- **Items from a data source**
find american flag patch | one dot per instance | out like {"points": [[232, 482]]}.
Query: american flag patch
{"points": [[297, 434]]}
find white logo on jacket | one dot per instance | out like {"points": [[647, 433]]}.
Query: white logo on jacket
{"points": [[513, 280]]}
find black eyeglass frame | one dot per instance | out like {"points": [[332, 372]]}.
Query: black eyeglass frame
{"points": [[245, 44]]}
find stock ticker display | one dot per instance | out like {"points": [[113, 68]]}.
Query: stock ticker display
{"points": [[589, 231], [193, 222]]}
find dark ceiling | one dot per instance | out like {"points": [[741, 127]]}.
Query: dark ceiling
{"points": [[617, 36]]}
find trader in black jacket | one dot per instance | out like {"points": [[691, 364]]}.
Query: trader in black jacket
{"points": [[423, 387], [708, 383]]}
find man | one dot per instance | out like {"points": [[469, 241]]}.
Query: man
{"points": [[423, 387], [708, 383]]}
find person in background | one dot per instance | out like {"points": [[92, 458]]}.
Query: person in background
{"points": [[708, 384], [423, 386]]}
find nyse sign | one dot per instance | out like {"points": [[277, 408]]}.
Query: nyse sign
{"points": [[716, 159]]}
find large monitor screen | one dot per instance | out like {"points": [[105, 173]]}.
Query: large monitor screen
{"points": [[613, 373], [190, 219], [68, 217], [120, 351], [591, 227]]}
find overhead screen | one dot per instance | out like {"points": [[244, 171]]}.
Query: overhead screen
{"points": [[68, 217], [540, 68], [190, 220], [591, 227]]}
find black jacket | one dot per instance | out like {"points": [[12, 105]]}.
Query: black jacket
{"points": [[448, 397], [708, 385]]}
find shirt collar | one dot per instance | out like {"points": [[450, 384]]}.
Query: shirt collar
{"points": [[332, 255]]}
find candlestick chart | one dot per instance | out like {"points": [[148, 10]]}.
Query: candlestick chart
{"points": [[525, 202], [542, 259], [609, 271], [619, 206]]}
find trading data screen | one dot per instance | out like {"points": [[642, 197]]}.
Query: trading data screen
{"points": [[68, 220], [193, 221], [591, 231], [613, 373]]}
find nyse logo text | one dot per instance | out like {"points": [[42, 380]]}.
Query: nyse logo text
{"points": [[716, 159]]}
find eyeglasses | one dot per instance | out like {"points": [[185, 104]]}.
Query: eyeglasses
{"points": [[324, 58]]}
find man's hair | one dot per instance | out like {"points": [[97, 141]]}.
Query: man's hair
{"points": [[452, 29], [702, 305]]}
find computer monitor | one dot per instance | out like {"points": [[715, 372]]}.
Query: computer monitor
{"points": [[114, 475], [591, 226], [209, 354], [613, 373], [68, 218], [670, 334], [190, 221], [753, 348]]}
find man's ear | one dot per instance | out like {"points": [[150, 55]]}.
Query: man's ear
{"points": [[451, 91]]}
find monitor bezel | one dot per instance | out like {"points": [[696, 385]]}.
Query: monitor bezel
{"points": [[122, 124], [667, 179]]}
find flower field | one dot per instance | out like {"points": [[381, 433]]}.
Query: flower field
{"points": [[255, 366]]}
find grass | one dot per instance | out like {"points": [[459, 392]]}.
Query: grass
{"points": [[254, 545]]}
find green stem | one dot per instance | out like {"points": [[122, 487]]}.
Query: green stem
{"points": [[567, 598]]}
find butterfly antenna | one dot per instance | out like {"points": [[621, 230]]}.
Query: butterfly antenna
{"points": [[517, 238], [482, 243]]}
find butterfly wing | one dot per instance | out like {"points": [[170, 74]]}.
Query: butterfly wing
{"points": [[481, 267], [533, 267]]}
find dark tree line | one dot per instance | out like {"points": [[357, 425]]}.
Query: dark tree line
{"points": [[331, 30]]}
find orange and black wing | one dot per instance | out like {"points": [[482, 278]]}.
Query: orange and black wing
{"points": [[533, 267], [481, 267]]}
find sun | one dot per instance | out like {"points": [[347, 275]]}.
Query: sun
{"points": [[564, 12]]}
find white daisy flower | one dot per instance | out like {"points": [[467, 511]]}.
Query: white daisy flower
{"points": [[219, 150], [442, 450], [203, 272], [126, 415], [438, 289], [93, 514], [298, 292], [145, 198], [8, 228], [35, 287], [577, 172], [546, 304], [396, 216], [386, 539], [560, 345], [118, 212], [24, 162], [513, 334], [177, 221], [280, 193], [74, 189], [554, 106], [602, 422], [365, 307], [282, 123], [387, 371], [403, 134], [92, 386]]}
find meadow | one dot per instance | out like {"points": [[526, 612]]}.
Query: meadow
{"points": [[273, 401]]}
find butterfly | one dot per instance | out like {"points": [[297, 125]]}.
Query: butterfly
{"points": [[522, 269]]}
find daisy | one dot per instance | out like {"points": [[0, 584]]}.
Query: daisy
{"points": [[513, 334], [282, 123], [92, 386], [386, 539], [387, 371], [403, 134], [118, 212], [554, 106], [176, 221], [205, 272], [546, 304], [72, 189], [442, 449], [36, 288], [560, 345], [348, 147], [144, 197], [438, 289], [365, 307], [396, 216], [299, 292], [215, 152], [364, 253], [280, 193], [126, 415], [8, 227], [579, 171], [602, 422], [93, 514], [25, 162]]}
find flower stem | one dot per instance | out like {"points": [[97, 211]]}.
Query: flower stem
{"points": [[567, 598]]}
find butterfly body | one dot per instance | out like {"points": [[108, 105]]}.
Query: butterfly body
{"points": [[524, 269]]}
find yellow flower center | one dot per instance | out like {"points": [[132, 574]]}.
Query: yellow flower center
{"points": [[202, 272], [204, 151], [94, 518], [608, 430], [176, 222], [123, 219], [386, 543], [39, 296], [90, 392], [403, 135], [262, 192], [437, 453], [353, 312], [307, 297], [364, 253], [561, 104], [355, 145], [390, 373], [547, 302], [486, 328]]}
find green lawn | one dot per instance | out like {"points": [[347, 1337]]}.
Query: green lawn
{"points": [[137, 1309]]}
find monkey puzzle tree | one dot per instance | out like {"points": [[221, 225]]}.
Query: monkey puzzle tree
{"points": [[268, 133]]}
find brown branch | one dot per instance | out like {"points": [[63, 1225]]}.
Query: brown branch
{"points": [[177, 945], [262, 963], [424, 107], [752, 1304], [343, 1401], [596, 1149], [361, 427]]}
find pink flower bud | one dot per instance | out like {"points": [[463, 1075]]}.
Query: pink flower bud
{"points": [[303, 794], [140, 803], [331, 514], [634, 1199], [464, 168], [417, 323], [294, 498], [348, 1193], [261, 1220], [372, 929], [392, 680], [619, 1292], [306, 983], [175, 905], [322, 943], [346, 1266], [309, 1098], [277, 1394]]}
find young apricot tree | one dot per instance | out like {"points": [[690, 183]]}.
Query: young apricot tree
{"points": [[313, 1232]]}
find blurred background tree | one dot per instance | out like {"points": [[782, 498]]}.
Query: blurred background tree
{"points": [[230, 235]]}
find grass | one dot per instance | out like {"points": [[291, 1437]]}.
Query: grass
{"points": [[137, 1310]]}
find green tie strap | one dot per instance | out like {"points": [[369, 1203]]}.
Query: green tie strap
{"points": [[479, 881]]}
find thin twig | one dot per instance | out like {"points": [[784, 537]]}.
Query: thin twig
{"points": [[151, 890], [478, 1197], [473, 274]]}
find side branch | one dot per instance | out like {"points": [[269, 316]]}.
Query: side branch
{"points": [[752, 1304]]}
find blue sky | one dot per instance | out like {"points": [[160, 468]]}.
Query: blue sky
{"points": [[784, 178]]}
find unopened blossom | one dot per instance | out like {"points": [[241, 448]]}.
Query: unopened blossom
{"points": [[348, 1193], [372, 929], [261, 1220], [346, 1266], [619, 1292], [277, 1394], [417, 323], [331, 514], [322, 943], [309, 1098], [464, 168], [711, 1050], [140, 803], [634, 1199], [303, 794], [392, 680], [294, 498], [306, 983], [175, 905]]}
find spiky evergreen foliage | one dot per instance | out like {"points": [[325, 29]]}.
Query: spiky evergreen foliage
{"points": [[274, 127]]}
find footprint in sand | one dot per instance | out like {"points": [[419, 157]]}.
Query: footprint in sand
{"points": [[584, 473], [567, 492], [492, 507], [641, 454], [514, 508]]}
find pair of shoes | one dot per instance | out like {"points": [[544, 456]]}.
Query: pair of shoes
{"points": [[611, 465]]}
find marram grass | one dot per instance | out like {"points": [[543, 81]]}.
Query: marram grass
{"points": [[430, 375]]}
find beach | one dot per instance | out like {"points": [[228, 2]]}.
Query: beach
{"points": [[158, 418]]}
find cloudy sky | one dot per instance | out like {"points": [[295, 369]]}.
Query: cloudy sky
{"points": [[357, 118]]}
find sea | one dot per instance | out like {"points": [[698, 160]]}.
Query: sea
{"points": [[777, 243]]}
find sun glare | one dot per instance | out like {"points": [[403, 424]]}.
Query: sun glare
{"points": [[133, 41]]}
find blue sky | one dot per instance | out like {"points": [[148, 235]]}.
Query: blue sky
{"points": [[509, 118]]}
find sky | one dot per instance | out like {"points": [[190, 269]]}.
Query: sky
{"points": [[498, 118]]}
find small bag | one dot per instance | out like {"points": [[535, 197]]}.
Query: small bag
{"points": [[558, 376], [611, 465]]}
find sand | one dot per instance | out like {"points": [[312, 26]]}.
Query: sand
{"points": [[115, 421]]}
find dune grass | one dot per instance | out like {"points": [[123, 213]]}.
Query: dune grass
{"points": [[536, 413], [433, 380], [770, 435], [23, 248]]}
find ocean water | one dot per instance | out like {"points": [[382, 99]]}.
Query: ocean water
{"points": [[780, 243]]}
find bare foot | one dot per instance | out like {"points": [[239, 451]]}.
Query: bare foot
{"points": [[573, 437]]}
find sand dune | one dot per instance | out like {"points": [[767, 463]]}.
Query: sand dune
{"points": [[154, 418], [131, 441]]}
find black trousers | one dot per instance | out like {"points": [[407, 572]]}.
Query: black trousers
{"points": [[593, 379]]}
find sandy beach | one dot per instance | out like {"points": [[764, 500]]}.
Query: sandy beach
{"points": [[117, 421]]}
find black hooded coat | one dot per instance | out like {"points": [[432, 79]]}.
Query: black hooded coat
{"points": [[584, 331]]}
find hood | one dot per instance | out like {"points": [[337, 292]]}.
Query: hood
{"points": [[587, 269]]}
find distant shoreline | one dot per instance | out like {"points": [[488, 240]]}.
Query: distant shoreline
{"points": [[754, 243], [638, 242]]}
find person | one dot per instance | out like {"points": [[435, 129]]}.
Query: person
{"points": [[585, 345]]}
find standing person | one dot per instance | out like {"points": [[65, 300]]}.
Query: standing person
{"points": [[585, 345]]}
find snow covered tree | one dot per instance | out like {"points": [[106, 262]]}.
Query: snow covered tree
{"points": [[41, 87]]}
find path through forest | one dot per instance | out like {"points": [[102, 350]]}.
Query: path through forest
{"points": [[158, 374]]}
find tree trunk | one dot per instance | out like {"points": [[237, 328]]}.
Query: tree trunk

- **Required action**
Give the number of lines in the entries above that contain the string "trunk", and nothing more.

- **Expected answer**
2